WHAT IS BEING ASKED |
Up to and including the line containing "From this security camera still, highlight where the red", set down each line of the entries below exactly, starting from the first, and leave out the rest.

>>>>

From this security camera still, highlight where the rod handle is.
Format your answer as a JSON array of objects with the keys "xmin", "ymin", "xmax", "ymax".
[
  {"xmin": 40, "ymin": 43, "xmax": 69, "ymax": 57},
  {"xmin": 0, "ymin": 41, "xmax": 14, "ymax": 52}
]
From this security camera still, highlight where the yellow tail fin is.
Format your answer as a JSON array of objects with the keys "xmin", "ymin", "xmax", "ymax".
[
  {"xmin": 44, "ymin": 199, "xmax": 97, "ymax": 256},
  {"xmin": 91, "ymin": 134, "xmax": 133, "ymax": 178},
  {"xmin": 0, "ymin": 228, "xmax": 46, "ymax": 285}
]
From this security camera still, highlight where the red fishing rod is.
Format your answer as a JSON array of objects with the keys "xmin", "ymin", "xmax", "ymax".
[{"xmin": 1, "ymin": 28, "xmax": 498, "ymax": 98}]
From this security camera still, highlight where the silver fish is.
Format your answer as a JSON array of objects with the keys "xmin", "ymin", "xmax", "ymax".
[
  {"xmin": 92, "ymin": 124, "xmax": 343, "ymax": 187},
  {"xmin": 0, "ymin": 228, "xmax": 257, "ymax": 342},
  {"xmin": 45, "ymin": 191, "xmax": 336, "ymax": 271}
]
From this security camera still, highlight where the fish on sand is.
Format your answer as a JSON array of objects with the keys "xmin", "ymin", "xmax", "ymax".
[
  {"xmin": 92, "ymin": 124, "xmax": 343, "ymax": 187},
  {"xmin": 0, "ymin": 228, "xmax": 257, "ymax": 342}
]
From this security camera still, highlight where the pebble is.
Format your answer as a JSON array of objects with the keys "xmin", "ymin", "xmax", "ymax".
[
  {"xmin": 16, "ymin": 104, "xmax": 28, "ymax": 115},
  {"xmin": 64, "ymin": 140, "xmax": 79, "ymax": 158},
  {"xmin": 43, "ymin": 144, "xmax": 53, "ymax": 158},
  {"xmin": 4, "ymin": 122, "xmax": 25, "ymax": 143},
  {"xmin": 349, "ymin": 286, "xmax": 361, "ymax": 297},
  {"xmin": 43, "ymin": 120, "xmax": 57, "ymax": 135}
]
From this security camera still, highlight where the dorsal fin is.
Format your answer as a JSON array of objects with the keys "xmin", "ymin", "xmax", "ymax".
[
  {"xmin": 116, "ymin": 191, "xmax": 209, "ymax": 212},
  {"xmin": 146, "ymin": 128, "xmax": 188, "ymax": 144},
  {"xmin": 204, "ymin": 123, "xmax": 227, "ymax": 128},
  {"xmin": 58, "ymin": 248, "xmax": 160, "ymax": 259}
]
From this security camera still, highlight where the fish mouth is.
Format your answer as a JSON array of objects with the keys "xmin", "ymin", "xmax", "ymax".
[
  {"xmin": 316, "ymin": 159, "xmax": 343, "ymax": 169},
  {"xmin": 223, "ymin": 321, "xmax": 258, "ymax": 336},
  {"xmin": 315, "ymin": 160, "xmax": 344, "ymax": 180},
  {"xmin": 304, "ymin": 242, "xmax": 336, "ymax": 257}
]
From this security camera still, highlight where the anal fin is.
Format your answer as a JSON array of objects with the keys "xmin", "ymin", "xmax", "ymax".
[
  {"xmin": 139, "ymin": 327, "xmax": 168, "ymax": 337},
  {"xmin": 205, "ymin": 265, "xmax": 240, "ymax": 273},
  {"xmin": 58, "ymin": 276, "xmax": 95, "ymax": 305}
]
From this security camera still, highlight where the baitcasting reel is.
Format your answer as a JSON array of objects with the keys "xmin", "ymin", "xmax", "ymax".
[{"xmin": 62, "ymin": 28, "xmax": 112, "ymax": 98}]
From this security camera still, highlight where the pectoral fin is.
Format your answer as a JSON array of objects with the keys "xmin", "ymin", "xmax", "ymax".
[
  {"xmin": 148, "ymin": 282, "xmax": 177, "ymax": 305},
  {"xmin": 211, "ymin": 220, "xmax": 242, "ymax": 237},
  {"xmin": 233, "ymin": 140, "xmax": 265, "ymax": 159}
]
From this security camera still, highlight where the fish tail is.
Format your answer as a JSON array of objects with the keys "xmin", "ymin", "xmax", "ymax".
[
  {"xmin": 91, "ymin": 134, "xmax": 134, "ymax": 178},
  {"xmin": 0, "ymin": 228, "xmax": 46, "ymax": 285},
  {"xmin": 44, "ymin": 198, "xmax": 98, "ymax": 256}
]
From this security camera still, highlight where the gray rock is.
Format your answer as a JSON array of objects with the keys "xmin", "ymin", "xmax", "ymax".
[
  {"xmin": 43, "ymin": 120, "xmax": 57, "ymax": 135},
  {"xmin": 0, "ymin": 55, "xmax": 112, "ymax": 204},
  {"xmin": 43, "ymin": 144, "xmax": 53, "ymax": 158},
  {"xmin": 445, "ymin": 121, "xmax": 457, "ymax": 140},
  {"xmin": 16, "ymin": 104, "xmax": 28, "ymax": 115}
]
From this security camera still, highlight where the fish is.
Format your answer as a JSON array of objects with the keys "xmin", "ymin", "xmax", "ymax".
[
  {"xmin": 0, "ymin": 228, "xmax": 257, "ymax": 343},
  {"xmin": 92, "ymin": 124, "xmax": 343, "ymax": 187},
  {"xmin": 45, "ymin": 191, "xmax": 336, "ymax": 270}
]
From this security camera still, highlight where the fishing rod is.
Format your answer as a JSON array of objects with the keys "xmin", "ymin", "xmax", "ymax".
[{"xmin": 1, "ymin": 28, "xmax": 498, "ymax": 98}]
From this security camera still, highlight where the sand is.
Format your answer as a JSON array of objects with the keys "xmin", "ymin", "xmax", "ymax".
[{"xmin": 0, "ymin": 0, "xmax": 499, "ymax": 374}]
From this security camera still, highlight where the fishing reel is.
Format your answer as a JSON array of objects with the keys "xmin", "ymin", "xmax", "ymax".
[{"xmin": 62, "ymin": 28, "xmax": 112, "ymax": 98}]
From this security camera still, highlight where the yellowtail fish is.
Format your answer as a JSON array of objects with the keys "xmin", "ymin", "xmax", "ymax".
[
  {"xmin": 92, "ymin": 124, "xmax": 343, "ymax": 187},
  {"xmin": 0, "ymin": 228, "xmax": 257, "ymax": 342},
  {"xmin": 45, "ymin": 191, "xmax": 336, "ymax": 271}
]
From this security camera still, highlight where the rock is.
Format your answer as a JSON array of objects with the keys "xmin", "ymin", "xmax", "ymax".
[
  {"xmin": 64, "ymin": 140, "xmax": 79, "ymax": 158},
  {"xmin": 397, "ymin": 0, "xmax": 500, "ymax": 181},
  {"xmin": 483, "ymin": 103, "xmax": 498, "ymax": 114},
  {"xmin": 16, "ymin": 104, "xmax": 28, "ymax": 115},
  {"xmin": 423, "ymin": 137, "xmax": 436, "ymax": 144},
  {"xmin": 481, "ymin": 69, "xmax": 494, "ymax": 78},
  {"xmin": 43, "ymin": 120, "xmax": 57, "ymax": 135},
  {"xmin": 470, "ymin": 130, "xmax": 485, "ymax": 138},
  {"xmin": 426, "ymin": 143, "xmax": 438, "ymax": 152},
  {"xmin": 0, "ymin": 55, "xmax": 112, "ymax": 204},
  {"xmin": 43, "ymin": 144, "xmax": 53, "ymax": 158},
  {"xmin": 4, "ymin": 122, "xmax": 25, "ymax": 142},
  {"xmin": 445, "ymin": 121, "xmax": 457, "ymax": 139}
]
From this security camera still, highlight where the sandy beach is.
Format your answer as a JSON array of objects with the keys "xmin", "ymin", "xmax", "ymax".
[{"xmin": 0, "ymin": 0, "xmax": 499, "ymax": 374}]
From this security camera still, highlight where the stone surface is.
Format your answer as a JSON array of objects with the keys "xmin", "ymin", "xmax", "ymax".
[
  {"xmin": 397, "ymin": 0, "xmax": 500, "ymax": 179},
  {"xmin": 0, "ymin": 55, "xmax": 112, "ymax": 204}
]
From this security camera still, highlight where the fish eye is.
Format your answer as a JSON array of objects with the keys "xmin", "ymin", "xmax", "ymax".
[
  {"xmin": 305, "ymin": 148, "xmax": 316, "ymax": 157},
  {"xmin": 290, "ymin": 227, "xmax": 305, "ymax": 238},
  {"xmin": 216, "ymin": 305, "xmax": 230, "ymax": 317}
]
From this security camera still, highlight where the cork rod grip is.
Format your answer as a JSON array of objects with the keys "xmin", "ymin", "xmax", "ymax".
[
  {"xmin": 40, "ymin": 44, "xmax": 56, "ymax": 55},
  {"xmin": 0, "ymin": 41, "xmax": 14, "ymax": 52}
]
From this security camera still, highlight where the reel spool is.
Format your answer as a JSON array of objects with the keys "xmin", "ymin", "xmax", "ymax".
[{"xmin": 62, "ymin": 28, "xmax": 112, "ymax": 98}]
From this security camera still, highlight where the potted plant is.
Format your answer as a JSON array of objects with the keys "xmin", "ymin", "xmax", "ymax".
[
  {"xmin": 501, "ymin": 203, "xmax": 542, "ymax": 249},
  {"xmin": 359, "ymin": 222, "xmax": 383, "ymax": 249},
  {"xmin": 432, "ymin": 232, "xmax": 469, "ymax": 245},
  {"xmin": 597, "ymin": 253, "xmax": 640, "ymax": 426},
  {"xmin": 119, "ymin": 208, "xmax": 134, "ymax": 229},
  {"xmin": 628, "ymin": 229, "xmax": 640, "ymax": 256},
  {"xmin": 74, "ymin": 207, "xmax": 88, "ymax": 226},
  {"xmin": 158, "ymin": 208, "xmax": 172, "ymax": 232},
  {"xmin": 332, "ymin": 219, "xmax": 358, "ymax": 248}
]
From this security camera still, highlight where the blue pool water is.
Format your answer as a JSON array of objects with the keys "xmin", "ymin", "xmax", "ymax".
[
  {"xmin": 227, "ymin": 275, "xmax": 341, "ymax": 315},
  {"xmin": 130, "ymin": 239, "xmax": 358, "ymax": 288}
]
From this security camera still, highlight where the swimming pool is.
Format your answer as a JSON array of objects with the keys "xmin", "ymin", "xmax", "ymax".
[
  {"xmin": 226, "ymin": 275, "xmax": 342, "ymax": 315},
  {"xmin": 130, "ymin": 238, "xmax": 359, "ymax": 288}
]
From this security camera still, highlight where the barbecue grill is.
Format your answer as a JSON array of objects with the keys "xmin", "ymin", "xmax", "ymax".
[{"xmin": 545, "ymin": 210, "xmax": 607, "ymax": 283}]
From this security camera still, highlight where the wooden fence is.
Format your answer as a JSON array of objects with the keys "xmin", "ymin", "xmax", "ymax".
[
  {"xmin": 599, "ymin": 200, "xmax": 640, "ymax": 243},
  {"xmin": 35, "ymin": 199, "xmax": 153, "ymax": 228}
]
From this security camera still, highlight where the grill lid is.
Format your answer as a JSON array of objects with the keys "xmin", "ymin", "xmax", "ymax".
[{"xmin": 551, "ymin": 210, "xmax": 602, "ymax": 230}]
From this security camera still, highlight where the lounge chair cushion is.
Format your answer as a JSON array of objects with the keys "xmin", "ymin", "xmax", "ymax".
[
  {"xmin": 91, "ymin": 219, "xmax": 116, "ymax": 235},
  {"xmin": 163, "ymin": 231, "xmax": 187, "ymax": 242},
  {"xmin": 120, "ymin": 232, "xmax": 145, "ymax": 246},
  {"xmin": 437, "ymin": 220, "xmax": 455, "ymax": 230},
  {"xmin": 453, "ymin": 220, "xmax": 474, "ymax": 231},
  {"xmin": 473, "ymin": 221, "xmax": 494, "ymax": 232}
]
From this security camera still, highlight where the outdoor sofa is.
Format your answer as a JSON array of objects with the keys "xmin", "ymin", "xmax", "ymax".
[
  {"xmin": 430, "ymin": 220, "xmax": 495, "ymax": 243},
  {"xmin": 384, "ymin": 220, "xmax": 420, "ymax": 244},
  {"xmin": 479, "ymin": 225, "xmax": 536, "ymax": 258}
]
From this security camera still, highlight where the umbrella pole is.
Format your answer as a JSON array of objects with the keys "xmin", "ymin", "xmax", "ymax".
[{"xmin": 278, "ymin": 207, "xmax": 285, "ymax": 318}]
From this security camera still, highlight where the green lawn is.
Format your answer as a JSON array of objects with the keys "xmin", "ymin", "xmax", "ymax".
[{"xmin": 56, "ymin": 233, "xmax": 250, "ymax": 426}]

<<<<

SOLUTION |
From this security camera still, highlight where the rod handle is.
Format your answer as a JSON array of objects with the keys "xmin", "ymin", "xmax", "ymax".
[
  {"xmin": 40, "ymin": 43, "xmax": 69, "ymax": 57},
  {"xmin": 0, "ymin": 41, "xmax": 14, "ymax": 52}
]
From this security camera still, highlight where the yellow tail fin is.
Format your answer as a JSON array of objects with the keys "xmin", "ymin", "xmax", "ymax".
[
  {"xmin": 44, "ymin": 199, "xmax": 97, "ymax": 256},
  {"xmin": 91, "ymin": 134, "xmax": 133, "ymax": 178},
  {"xmin": 0, "ymin": 228, "xmax": 46, "ymax": 285}
]
From this security camera still, highlight where the red fishing rod is.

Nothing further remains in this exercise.